## GIVEN EXERCISE
Would you set down every entry shown below, precisely as written?

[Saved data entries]
__________________________________________________

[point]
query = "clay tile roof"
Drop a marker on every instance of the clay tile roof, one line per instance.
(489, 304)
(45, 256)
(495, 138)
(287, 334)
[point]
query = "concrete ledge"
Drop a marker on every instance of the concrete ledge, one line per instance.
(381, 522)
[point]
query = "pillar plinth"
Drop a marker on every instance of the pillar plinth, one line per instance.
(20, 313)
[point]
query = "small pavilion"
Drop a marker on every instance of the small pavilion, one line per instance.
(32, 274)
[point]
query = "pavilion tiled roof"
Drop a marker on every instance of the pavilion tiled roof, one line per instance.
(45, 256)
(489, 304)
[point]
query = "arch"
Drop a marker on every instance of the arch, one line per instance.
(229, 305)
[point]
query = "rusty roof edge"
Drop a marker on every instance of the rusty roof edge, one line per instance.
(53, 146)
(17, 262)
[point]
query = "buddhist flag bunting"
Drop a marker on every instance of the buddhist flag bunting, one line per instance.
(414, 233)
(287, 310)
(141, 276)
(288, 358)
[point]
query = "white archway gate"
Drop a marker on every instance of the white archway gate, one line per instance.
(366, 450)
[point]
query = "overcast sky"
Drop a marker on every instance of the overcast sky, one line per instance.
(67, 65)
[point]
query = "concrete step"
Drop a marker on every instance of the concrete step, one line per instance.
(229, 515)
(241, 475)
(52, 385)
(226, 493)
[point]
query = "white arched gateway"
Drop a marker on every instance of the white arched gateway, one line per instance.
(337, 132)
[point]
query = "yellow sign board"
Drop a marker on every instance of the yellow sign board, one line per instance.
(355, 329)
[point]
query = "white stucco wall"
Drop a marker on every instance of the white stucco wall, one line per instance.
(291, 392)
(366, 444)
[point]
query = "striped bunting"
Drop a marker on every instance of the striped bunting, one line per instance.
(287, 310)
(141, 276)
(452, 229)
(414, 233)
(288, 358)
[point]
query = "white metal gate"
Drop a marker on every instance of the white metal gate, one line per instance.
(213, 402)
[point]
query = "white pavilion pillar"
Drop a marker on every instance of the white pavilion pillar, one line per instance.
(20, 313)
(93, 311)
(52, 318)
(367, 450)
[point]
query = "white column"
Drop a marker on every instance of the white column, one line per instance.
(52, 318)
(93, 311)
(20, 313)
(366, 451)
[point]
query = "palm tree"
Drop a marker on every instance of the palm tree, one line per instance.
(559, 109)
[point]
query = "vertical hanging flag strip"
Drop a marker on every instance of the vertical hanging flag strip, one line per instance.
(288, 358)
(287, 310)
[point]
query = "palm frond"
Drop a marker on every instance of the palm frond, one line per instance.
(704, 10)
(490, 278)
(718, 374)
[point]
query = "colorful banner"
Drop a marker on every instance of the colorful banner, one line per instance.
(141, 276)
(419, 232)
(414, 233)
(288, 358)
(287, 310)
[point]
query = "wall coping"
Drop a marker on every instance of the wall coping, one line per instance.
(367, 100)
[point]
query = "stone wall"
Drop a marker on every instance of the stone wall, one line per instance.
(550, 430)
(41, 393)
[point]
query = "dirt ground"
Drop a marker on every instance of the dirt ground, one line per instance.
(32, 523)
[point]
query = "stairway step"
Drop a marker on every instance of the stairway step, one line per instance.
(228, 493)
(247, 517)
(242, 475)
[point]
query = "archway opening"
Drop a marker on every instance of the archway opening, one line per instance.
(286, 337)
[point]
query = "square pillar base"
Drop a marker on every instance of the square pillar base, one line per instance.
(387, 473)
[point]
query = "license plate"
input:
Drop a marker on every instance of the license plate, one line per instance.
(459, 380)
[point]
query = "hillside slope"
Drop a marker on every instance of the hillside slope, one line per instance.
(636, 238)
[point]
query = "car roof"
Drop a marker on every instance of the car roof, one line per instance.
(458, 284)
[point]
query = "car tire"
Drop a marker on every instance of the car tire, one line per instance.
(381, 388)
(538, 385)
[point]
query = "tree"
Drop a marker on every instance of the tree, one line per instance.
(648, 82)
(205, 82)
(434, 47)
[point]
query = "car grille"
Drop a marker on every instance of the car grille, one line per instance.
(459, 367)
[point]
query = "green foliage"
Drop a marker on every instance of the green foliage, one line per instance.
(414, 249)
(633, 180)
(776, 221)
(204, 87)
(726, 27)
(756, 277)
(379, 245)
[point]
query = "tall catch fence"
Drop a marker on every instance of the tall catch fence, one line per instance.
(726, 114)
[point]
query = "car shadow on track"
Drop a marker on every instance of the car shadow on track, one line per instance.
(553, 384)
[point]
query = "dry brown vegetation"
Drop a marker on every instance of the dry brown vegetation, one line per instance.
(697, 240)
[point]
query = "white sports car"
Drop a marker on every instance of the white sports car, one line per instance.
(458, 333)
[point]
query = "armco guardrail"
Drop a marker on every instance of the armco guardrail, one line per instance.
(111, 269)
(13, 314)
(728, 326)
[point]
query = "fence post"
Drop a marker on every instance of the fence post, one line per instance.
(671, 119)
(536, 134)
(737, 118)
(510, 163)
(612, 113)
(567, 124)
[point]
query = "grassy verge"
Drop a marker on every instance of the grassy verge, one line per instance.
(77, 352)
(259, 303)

__________________________________________________

## RESPONSE
[point]
query = "clay tile roof"
Drop a marker on every instance of the clay tile roof, one line per instance.
(489, 304)
(45, 256)
(495, 138)
(287, 334)
[point]
query = "concrete ledge"
Drop a marker on every instance of the concrete ledge, one line per instance.
(381, 522)
[point]
query = "pillar plinth"
Drop a marker on every instance of the pillar plinth, one line per instance.
(20, 313)
[point]
query = "small pavilion"
Drop a marker on every instance of the small pavilion, one line per instance.
(32, 274)
[point]
query = "pavilion tiled roof"
Drop a marker on every instance of the pavilion tiled roof, one line per instance.
(45, 256)
(489, 304)
[point]
query = "arch"
Drop a marker on every instance of the arch, one line per instance.
(229, 305)
[point]
query = "rusty roof edge"
Drop a marker on every instance of the rusty roof edge, one line per instance.
(53, 146)
(17, 262)
[point]
query = "buddhist flag bunting"
Drop a marker on every instance of the buddhist flag bunting, one line per instance.
(414, 233)
(287, 310)
(141, 276)
(288, 358)
[point]
query = "white archway gate"
Drop a marker on every instance of the white archway gate, one line per instance.
(366, 450)
[point]
query = "overcast sky"
Drop a marker on every instance of the overcast sky, one line per instance.
(67, 65)
[point]
query = "concrete step"
Drop a marker on every instance of the concrete step, one line per instance.
(229, 515)
(241, 475)
(52, 385)
(226, 493)
[point]
query = "white arched gateway"
Drop a marker on every instance of the white arched gateway, one line per instance.
(337, 132)
[point]
query = "yellow sign board"
Drop a marker on every instance of the yellow sign board, one line per instance.
(355, 329)
[point]
query = "white stucco wall"
Drop a marker on every instance of the white stucco wall, one line per instance.
(291, 392)
(366, 444)
[point]
query = "striped bunting"
Drop a marker on every instance of the striped bunting, one line per instance.
(287, 310)
(141, 276)
(452, 229)
(414, 233)
(288, 358)
[point]
query = "white metal gate"
Drop a marker on every instance of the white metal gate, one line per instance.
(213, 402)
[point]
query = "white pavilion pillar"
Drop a marker on every instance of the white pavilion pillar, one line per instance.
(20, 313)
(93, 311)
(52, 318)
(367, 450)
[point]
query = "white column"
Drop a marker on every instance of the white column, one line per instance.
(52, 318)
(93, 311)
(20, 313)
(366, 451)
[point]
query = "palm tree"
Drop a marker on every instance of the palm tree, one line per instance.
(559, 109)
[point]
query = "vertical hanging flag strip"
Drop a marker on every instance of the vertical hanging flag strip, one line per instance.
(288, 358)
(287, 310)
[point]
query = "palm frond"
Drop a marker on every instance of the palm frond, one line per instance.
(704, 10)
(490, 278)
(718, 374)
[point]
query = "colorful banner"
Drop a marker on every instance of the colorful banner, one line per instance.
(141, 276)
(419, 232)
(414, 233)
(288, 358)
(287, 310)
[point]
query = "wall coping"
Drop a marker on every instance of the wall coping, one line per instance.
(367, 100)
[point]
query = "stone wall"
Drop a marker on every instance of the stone wall, one line per instance.
(550, 430)
(41, 393)
[point]
query = "dirt ground"
Drop a marker on every instance of the dirt ground, one line per instance.
(32, 523)
[point]
query = "stairway step"
Drop a marker on every instance of the stairway step, one line per instance.
(228, 493)
(247, 517)
(242, 475)
[point]
query = "archway opening"
Drop a marker on every instance of the archway opening, one line per instance.
(286, 337)
[point]
query = "square pillar base"
Drop a marker on every instance of the square pillar base, one line per instance.
(387, 473)
[point]
query = "license plate"
input:
Drop a marker on every instance of the license plate, one line per instance.
(459, 380)
[point]
query = "hillside slope"
Drop a marker on every instance of the hillside slope, one line per instance.
(636, 238)
[point]
query = "car roof"
Drop a marker on every instance of the car roof, one line per instance.
(458, 284)
[point]
query = "car tire"
Drop a marker on every instance of the car tire, one line per instance.
(381, 388)
(538, 385)
[point]
query = "tree"
Drop a marker on every instance of the tree, one line per instance.
(648, 82)
(205, 82)
(434, 47)
[point]
query = "car grille"
Drop a marker on every instance of the car grille, one line per instance.
(459, 367)
[point]
query = "green foliage"
Drop a marker on every instance of the green foliage, one line per instance.
(414, 249)
(633, 180)
(776, 221)
(204, 87)
(726, 27)
(756, 277)
(379, 245)
[point]
query = "tall catch fence"
Drop a marker on every instance of the tall catch fence, one line per instance.
(726, 114)
[point]
query = "car shadow on track"
Drop a marker on every instance of the car shadow on track, one line per instance.
(553, 384)
[point]
query = "dry brown vegetation"
Drop a marker on every instance of the dry brown vegetation, one line per instance.
(697, 240)
[point]
query = "white sports car"
Drop a marker on every instance of the white sports car, one line per instance.
(458, 333)
[point]
query = "armco guardrail"
Drop a marker on every instance of the armco guardrail, one line per instance.
(111, 269)
(13, 314)
(728, 326)
[point]
query = "fence post"
Drop a marker on every instance of the fence post, one line per instance.
(671, 119)
(536, 134)
(737, 118)
(510, 163)
(612, 113)
(567, 124)
[point]
query = "grassy verge"
Drop a marker on every instance of the grassy verge, one line per instance.
(77, 352)
(259, 303)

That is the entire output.